* [MATERIAL PROVIDED]
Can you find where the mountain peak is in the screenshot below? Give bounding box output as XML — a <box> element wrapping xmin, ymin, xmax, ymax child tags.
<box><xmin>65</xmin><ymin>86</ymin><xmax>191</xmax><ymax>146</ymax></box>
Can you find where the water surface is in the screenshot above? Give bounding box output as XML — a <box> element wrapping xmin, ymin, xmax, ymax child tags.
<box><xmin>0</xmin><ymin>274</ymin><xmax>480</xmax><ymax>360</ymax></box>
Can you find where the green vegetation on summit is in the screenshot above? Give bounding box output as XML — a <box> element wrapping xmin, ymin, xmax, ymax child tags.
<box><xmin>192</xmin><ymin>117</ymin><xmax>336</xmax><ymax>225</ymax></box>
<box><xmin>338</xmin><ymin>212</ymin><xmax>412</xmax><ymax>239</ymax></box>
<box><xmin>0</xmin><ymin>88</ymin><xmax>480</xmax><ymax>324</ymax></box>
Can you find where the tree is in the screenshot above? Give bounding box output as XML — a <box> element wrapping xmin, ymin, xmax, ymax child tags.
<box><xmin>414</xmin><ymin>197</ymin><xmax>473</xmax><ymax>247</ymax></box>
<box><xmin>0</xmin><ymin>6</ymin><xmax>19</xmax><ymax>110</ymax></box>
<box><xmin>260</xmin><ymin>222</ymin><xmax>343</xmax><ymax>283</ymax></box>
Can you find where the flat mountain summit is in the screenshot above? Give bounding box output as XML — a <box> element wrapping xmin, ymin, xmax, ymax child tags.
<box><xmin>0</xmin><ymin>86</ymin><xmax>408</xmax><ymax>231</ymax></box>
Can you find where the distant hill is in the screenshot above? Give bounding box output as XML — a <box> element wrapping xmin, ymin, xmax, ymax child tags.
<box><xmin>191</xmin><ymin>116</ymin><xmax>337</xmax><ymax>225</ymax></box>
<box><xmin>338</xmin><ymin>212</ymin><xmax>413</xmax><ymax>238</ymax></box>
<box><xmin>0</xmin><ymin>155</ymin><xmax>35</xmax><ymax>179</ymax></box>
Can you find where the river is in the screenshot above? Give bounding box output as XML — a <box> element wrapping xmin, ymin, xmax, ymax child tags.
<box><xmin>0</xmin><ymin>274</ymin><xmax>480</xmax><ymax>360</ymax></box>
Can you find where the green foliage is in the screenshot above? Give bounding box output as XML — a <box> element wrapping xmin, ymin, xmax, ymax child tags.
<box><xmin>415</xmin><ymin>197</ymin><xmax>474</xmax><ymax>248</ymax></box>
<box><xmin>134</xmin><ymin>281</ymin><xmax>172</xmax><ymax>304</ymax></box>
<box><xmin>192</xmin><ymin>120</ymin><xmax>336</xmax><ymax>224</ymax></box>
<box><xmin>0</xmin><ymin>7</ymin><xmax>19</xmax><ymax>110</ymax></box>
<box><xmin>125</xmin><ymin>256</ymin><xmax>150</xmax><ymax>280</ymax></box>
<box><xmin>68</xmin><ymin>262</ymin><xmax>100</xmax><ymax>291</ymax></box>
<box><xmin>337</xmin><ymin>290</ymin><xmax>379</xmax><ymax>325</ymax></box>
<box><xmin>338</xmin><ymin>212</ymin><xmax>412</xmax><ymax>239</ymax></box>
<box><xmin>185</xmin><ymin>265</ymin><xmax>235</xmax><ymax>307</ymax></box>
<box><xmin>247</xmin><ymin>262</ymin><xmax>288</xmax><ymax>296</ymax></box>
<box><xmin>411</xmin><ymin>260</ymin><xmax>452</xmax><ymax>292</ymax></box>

* [SET EXERCISE]
Reproduce verbatim the part of the data above that opens with the line containing "Can you find where the distant" and continues through the last line of the data, including both ends.

* [WRITTEN REPLY]
Can you find where the distant hill is in the screenshot above? Give bounding box output as XML — a <box> element wrapping xmin, ymin, xmax, ymax child tags.
<box><xmin>191</xmin><ymin>116</ymin><xmax>337</xmax><ymax>225</ymax></box>
<box><xmin>338</xmin><ymin>212</ymin><xmax>413</xmax><ymax>238</ymax></box>
<box><xmin>0</xmin><ymin>155</ymin><xmax>35</xmax><ymax>179</ymax></box>
Can you find where the river is in the screenshot above? Give bounding box output as XML — a <box> element wrapping xmin, ymin, xmax, ymax child tags.
<box><xmin>0</xmin><ymin>274</ymin><xmax>480</xmax><ymax>360</ymax></box>
Can you find where the green foliage is in the screenshot above? Give bounding box output as XML — a <box> element wrapping xmin, ymin, xmax, ymax child tags.
<box><xmin>415</xmin><ymin>197</ymin><xmax>474</xmax><ymax>248</ymax></box>
<box><xmin>134</xmin><ymin>281</ymin><xmax>172</xmax><ymax>304</ymax></box>
<box><xmin>192</xmin><ymin>120</ymin><xmax>336</xmax><ymax>224</ymax></box>
<box><xmin>0</xmin><ymin>7</ymin><xmax>19</xmax><ymax>110</ymax></box>
<box><xmin>125</xmin><ymin>256</ymin><xmax>150</xmax><ymax>280</ymax></box>
<box><xmin>68</xmin><ymin>262</ymin><xmax>100</xmax><ymax>291</ymax></box>
<box><xmin>337</xmin><ymin>290</ymin><xmax>379</xmax><ymax>325</ymax></box>
<box><xmin>338</xmin><ymin>212</ymin><xmax>412</xmax><ymax>239</ymax></box>
<box><xmin>185</xmin><ymin>265</ymin><xmax>235</xmax><ymax>307</ymax></box>
<box><xmin>247</xmin><ymin>262</ymin><xmax>288</xmax><ymax>296</ymax></box>
<box><xmin>411</xmin><ymin>260</ymin><xmax>452</xmax><ymax>292</ymax></box>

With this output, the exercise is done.